▶ **OBJECTIVE**
Copy the lines of the records between the line holding "Query: beige wall" and the line holding "[[[182,1],[145,1],[144,12],[152,243],[181,243]]]", inclusive, reproducing each one character for character.

▶ **SUPPLIED RECORDS**
_ _ _ _ _

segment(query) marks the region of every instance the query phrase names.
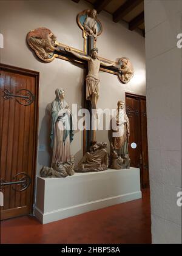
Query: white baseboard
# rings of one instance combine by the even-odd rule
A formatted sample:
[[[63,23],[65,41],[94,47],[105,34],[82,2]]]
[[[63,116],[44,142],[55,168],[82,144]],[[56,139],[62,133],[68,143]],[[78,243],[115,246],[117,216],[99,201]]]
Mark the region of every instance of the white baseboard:
[[[67,180],[65,179],[67,178],[42,179],[38,177],[37,193],[39,193],[39,192],[40,193],[39,193],[36,206],[35,207],[35,216],[41,223],[46,224],[90,212],[91,210],[97,210],[141,198],[141,192],[140,191],[140,170],[137,168],[133,169],[135,170],[133,170],[133,171],[130,169],[127,169],[125,171],[123,170],[116,170],[115,172],[113,172],[112,170],[112,171],[107,171],[107,171],[104,171],[103,172],[103,175],[99,176],[98,175],[97,176],[95,176],[97,173],[92,173],[92,174],[93,176],[78,175],[76,175],[75,178],[73,178],[74,176],[72,176],[72,179],[73,179],[74,182],[73,184],[73,181],[71,181],[71,179],[70,179],[70,181],[68,179]],[[112,177],[112,180],[110,179],[110,175]],[[124,178],[125,182],[124,179]],[[84,180],[83,181],[83,179]],[[96,179],[96,180],[98,182],[97,186],[92,185],[89,187],[90,179],[93,182],[94,182],[93,179]],[[121,179],[121,187],[120,185],[118,185],[118,184],[120,184],[120,182],[118,183],[118,180],[120,181],[120,179]],[[135,185],[132,185],[135,179]],[[112,184],[112,185],[110,185],[111,181],[112,182],[116,182],[115,186],[114,185],[114,184]],[[63,184],[64,184],[66,182],[68,182],[68,184],[66,187],[64,187]],[[87,197],[84,197],[83,200],[82,193],[84,193],[86,189],[85,185],[87,185],[87,182],[88,182],[87,189],[89,191],[89,193],[88,193]],[[46,183],[47,183],[47,185]],[[95,183],[96,182],[95,182]],[[49,184],[49,185],[48,184]],[[50,184],[52,185],[50,187]],[[56,184],[57,185],[58,184],[59,185],[56,185]],[[124,185],[124,184],[125,185]],[[67,187],[67,185],[70,187]],[[76,204],[74,204],[72,198],[73,193],[75,193],[74,185],[76,186],[77,189],[77,202],[79,202],[79,201],[81,202],[84,201],[86,202]],[[82,187],[82,185],[83,187]],[[102,189],[102,187],[99,188],[99,186],[102,186],[103,187],[104,187],[105,186],[105,189],[103,190]],[[48,189],[46,187],[48,187]],[[124,192],[125,190],[127,190],[127,192],[130,190],[132,192],[122,193],[122,195],[116,195],[113,196],[107,196],[106,198],[103,196],[104,193],[106,195],[108,195],[109,193],[112,195],[113,193],[113,188],[115,188],[115,187],[116,187],[116,191],[115,192],[115,193],[117,193],[118,192]],[[129,187],[130,187],[129,188]],[[67,192],[65,191],[65,189],[65,189],[66,187],[67,187]],[[90,187],[93,187],[92,192],[92,190],[90,191],[90,189],[92,189]],[[133,190],[133,188],[134,190],[135,190],[134,192],[132,191]],[[72,193],[71,191],[72,189],[73,189],[73,191]],[[95,193],[95,189],[97,190],[96,193]],[[51,191],[52,190],[53,190],[53,192]],[[61,193],[61,191],[62,194]],[[67,193],[66,199],[65,199],[65,194],[63,193],[63,192],[64,192],[65,193]],[[61,195],[62,195],[62,198],[59,198],[59,196],[61,197]],[[78,199],[77,198],[79,198],[79,199]],[[99,198],[100,199],[93,200],[93,199]],[[43,201],[44,200],[44,201]],[[55,201],[53,203],[52,202],[53,200]],[[49,203],[49,202],[50,203]],[[50,206],[51,204],[52,206]],[[59,207],[59,205],[62,207]],[[64,207],[66,206],[67,206],[67,207]]]

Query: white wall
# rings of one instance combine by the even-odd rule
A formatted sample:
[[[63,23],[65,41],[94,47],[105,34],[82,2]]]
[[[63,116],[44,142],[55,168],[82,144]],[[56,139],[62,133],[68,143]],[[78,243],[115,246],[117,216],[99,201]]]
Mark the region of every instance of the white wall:
[[[76,24],[76,16],[90,7],[83,1],[79,4],[71,0],[0,1],[0,33],[4,38],[1,62],[40,72],[38,142],[45,145],[46,150],[38,151],[37,171],[50,161],[47,108],[55,98],[55,90],[59,87],[64,88],[69,103],[81,106],[83,71],[60,59],[50,63],[39,61],[28,47],[26,35],[30,30],[44,26],[57,36],[60,43],[83,50],[82,30]],[[103,32],[97,42],[99,55],[111,60],[129,57],[135,69],[133,79],[127,85],[121,84],[116,75],[101,72],[98,107],[116,108],[117,101],[124,99],[126,91],[145,95],[144,38],[127,29],[125,24],[115,24],[112,16],[104,12],[98,17],[103,25]],[[98,135],[98,141],[107,141],[107,132]],[[76,164],[83,155],[82,132],[76,132],[71,149]]]
[[[146,0],[144,13],[152,242],[181,243],[182,1]]]

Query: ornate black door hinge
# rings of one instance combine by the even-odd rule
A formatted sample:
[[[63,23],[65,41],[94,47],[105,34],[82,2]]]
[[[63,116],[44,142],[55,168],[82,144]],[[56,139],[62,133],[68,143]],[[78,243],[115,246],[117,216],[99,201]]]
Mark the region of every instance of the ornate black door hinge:
[[[19,178],[19,176],[22,176],[21,178]],[[7,185],[19,185],[19,187],[16,187],[16,189],[14,189],[13,187],[12,187],[12,189],[14,190],[21,192],[27,189],[28,187],[29,186],[29,185],[30,184],[31,179],[30,179],[30,176],[28,175],[27,173],[17,173],[17,175],[15,176],[15,177],[13,179],[15,179],[17,178],[19,178],[18,181],[10,181],[10,182],[7,182],[7,181],[4,181],[2,179],[1,179],[0,190],[2,190],[4,188],[4,187]]]
[[[133,114],[135,116],[138,116],[139,111],[136,109],[133,109],[132,107],[130,106],[128,106],[126,109],[126,114],[129,117],[133,116],[132,114]]]
[[[35,95],[30,92],[30,91],[27,89],[21,89],[16,92],[16,94],[15,94],[10,92],[8,89],[5,89],[4,90],[4,96],[3,98],[5,100],[8,100],[9,99],[12,99],[13,97],[20,98],[20,99],[16,99],[16,102],[19,104],[24,106],[29,106],[34,102]],[[23,94],[24,93],[24,94]],[[22,99],[25,101],[24,103],[21,102],[21,99]]]

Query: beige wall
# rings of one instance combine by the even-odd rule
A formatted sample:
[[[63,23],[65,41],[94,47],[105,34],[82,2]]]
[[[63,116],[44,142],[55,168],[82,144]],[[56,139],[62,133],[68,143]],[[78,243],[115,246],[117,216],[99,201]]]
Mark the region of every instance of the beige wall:
[[[182,1],[145,1],[144,12],[152,243],[181,243]]]
[[[27,46],[26,35],[32,29],[44,26],[56,35],[58,41],[83,49],[82,31],[77,26],[76,16],[90,7],[83,1],[78,4],[71,0],[0,1],[0,32],[4,37],[1,62],[40,72],[38,142],[39,145],[43,145],[43,151],[38,151],[38,171],[41,165],[50,162],[47,109],[55,98],[55,90],[58,87],[65,88],[69,103],[81,106],[83,71],[59,59],[50,63],[41,63]],[[97,42],[99,55],[111,60],[129,57],[135,69],[133,79],[127,85],[121,84],[116,75],[101,72],[98,107],[112,108],[116,107],[119,99],[124,99],[126,91],[145,95],[144,38],[138,33],[127,29],[125,24],[115,24],[111,15],[104,12],[98,18],[103,26],[103,32]],[[97,139],[107,141],[107,132],[99,132]],[[76,163],[82,156],[82,132],[76,133],[71,149]]]

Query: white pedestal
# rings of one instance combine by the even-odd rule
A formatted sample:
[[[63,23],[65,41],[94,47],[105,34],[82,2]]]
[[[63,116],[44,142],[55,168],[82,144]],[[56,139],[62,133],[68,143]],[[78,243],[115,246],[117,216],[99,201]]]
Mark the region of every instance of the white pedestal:
[[[137,168],[75,173],[65,178],[38,176],[35,214],[44,224],[141,197]]]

_ _ _ _ _

▶ **EXERCISE SOLUTION**
Query: beige wall
# rings of one instance combine by the even-odd rule
A formatted sample:
[[[63,23],[65,41],[94,47],[105,34],[82,2]]]
[[[63,116],[44,142],[55,168],[82,144]],[[56,139],[62,133],[68,143]],[[78,243],[115,246],[117,216],[99,201]]]
Mark the region of every instance of the beige wall:
[[[182,1],[145,1],[144,12],[152,243],[181,243]]]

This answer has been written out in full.